## GIVEN REQUEST
Locate every line in the material below that contains the word "grassy" and copy each such line. Case counts, so match the string only where its capitalization is identical.

Location annotation dataset excerpts

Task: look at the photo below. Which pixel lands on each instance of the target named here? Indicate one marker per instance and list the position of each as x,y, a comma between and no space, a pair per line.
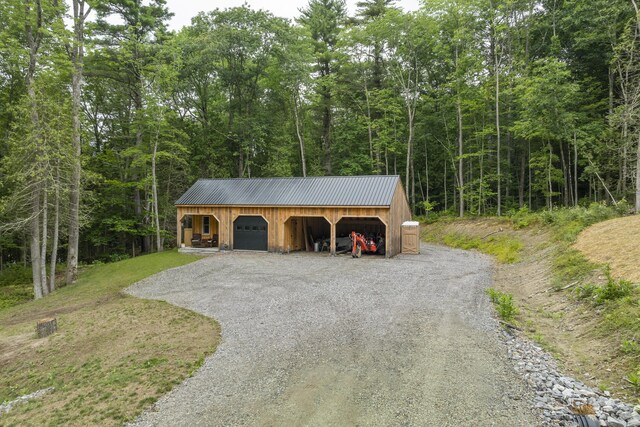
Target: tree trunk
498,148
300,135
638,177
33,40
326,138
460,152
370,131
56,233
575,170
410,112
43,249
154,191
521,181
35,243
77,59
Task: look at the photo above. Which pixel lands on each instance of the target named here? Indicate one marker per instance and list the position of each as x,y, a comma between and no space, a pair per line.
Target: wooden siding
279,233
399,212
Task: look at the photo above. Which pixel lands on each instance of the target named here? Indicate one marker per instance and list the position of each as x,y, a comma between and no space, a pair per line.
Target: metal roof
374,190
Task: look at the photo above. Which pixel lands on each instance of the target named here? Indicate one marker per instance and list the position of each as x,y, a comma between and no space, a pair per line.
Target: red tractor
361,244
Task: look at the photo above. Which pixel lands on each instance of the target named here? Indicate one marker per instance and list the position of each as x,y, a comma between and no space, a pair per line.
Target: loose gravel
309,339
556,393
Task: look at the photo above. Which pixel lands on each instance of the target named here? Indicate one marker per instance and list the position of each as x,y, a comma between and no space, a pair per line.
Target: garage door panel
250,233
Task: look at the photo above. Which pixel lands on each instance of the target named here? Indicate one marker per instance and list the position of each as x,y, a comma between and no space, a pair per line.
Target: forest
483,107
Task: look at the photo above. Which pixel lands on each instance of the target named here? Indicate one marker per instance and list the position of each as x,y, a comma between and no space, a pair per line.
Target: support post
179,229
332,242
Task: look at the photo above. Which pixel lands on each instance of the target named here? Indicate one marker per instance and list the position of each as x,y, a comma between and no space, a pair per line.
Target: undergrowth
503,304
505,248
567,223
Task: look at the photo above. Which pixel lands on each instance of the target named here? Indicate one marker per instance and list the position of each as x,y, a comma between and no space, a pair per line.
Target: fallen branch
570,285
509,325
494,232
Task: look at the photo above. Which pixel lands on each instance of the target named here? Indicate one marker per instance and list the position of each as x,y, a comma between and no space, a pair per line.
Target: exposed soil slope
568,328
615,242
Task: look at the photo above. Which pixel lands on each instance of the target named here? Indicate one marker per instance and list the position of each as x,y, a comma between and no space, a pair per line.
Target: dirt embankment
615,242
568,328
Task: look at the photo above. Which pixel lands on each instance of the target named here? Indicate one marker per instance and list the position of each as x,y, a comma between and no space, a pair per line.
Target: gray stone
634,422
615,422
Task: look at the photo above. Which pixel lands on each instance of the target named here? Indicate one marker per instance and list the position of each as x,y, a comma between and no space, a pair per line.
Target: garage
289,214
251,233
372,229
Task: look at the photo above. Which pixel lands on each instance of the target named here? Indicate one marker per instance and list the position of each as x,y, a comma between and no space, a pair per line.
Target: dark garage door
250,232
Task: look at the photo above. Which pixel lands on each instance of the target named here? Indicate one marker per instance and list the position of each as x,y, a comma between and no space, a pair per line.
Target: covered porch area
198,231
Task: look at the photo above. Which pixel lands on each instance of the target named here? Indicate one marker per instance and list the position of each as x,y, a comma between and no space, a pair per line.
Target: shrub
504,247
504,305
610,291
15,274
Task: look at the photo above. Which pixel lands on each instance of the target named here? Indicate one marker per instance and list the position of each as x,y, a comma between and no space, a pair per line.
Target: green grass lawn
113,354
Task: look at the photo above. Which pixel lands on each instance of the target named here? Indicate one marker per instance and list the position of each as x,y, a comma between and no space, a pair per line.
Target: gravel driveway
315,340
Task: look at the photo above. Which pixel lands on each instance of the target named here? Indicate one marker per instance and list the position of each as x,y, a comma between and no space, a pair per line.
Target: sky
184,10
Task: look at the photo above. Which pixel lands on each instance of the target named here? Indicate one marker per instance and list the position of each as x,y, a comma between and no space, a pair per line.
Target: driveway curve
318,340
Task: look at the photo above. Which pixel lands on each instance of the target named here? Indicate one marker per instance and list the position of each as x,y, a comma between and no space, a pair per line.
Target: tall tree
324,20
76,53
* * *
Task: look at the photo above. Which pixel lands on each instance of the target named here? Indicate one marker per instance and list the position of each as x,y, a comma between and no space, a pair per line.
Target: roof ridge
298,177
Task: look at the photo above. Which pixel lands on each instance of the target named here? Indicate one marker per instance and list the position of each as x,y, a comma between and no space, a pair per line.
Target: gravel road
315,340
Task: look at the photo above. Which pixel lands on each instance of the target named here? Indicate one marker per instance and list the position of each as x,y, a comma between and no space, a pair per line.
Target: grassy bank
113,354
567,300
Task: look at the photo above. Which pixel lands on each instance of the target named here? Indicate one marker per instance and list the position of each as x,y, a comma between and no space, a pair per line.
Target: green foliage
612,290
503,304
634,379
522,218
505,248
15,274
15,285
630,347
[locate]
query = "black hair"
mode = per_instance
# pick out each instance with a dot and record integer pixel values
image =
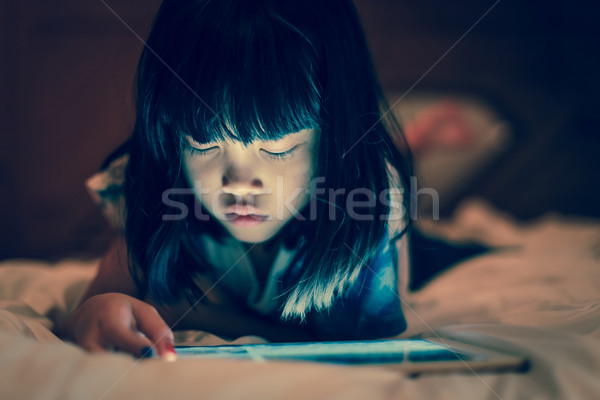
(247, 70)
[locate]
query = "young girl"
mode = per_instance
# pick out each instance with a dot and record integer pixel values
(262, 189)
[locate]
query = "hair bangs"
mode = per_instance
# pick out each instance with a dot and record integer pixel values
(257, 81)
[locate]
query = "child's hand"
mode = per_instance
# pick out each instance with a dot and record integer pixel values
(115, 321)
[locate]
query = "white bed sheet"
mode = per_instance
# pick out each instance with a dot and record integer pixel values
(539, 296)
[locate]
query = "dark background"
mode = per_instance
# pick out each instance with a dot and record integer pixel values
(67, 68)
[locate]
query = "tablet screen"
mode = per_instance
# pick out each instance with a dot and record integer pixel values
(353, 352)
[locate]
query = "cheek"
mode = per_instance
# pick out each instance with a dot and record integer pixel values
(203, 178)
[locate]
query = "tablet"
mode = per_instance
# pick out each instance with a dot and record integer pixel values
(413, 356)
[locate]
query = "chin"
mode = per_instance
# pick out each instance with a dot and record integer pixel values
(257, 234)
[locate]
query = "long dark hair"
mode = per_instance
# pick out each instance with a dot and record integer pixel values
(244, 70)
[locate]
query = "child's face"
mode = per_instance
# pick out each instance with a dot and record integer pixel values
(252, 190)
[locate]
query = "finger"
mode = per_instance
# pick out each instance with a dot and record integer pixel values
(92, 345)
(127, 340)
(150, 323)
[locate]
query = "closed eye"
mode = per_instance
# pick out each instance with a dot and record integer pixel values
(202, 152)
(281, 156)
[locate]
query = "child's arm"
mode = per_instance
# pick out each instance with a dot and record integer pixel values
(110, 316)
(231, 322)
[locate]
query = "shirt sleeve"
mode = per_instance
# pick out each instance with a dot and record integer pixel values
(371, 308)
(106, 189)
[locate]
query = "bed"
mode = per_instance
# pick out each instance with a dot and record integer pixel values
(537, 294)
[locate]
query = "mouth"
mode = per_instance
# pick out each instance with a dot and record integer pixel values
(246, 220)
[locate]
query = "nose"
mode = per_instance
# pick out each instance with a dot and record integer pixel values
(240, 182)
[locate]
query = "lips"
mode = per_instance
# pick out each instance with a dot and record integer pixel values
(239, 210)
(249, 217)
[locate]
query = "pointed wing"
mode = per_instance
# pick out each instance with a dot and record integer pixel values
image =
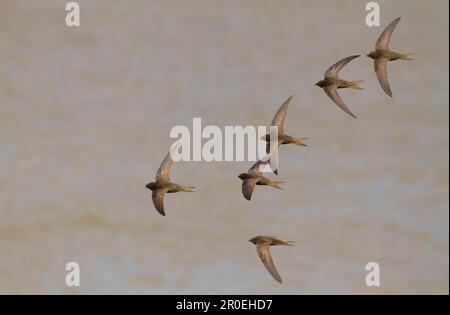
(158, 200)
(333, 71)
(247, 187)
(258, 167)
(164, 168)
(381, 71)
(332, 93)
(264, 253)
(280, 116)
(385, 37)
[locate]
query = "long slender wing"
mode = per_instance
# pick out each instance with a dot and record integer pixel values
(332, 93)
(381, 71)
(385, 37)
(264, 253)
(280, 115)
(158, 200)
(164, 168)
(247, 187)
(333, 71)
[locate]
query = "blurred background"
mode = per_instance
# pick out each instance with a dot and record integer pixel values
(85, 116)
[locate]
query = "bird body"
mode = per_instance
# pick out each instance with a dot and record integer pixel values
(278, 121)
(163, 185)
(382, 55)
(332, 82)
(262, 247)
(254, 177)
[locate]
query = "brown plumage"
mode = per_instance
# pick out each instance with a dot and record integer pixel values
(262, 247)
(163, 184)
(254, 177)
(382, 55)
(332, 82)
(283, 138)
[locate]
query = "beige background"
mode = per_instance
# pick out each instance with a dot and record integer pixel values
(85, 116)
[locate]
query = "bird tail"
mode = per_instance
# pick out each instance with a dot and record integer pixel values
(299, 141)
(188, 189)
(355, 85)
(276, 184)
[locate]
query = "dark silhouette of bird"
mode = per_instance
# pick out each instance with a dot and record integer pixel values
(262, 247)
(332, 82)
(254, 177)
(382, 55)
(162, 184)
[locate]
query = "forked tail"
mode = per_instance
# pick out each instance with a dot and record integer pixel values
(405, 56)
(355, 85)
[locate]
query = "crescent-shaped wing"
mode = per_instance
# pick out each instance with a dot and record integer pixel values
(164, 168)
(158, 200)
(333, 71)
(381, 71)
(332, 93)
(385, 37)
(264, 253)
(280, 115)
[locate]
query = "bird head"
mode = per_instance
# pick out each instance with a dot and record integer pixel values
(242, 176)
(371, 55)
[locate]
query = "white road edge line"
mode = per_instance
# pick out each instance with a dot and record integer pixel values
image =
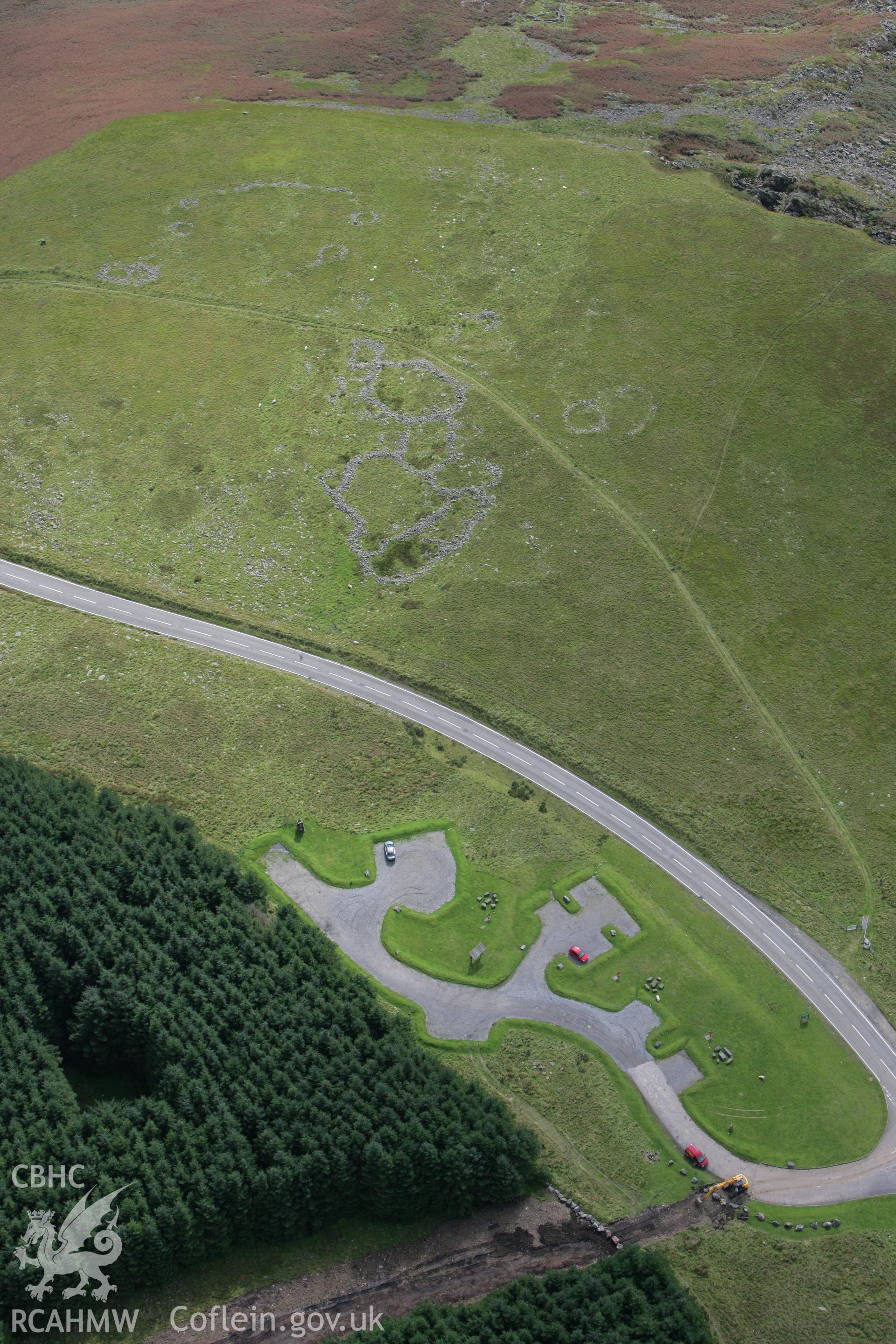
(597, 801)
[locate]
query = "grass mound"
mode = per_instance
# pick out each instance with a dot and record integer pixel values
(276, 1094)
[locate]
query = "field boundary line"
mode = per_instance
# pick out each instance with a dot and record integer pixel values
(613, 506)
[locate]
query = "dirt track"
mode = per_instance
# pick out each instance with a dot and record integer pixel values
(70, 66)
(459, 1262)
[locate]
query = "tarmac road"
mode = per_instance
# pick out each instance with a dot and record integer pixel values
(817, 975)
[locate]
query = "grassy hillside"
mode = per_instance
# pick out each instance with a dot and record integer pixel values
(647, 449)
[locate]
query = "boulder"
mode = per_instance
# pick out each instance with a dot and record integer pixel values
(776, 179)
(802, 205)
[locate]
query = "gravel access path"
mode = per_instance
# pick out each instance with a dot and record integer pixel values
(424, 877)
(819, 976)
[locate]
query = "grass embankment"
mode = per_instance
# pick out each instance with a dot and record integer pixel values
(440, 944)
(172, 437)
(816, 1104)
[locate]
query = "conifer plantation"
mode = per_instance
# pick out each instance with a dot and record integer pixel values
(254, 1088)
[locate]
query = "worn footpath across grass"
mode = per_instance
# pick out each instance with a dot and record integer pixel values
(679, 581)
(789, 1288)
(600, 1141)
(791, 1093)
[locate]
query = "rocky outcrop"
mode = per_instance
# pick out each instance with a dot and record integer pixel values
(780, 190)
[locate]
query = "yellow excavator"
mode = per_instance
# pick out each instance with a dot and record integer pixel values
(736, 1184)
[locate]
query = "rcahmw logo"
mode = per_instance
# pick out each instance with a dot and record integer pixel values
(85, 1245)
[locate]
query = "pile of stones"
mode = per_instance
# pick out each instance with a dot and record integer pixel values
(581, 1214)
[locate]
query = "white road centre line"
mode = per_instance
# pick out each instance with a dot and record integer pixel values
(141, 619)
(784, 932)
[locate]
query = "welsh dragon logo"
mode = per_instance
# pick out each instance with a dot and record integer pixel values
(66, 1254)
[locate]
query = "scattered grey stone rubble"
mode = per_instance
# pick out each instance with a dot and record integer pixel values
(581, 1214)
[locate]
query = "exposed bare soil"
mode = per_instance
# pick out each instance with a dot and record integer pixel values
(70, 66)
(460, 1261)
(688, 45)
---
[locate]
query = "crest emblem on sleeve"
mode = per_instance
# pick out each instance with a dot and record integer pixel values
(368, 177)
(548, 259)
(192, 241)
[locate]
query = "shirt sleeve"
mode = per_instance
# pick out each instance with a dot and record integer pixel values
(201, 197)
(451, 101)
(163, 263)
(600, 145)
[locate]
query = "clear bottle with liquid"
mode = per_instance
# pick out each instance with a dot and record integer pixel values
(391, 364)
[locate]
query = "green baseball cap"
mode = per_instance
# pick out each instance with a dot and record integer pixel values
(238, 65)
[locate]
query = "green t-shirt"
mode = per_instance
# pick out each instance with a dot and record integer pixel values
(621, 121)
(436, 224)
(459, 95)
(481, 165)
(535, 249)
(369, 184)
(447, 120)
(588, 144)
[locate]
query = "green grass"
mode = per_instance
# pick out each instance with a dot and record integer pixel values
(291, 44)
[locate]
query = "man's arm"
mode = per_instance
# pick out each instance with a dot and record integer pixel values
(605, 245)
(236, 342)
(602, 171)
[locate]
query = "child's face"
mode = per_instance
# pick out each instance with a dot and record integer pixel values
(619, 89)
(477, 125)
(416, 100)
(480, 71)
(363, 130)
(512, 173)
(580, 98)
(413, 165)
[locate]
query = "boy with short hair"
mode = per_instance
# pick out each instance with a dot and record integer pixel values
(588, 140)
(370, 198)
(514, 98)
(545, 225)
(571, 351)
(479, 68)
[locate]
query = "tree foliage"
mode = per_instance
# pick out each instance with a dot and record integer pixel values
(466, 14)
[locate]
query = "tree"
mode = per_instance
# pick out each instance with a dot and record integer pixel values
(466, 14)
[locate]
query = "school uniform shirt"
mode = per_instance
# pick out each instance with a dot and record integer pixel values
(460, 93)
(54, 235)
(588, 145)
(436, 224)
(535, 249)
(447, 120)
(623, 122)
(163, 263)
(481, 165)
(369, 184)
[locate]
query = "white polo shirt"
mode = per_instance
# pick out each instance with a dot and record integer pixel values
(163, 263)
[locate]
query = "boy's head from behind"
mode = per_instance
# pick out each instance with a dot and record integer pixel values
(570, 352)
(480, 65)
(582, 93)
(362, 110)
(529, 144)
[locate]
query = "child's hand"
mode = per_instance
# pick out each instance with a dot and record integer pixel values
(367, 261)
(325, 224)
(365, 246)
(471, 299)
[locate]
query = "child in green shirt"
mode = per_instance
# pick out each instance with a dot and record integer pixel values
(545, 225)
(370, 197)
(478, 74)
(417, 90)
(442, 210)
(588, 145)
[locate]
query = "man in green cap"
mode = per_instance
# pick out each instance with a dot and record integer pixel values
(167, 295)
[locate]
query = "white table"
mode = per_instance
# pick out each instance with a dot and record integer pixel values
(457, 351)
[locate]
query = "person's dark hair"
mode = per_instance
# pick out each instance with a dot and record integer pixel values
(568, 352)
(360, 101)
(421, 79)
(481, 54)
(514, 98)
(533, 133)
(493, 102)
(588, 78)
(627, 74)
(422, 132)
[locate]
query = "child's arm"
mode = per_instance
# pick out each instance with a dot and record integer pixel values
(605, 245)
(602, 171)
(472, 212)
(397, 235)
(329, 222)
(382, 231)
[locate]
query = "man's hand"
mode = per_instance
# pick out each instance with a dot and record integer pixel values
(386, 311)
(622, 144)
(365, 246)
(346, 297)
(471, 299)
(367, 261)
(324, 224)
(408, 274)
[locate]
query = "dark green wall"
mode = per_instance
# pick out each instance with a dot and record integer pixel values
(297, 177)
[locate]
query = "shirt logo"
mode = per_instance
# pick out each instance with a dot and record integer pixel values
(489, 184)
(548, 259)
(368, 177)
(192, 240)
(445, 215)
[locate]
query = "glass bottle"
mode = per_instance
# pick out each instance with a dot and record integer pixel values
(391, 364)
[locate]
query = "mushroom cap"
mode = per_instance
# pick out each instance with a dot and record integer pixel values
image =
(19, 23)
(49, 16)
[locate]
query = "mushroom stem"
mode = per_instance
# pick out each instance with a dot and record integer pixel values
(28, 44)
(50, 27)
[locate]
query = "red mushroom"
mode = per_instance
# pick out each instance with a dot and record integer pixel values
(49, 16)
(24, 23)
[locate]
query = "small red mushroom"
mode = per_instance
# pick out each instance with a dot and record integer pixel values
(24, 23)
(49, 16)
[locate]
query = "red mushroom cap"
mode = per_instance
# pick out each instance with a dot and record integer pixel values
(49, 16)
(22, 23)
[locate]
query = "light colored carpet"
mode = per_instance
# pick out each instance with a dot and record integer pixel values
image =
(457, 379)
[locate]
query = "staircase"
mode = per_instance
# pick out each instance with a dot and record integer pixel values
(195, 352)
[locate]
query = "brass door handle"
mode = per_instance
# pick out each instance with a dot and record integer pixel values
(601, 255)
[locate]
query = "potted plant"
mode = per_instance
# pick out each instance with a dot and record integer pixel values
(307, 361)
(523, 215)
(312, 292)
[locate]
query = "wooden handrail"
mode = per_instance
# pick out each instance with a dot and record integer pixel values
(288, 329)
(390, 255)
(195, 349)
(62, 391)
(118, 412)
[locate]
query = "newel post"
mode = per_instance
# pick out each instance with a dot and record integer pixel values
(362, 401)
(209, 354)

## SOLUTION TO THE PROBLEM
Target: grassy bank
query = "grassy hillside"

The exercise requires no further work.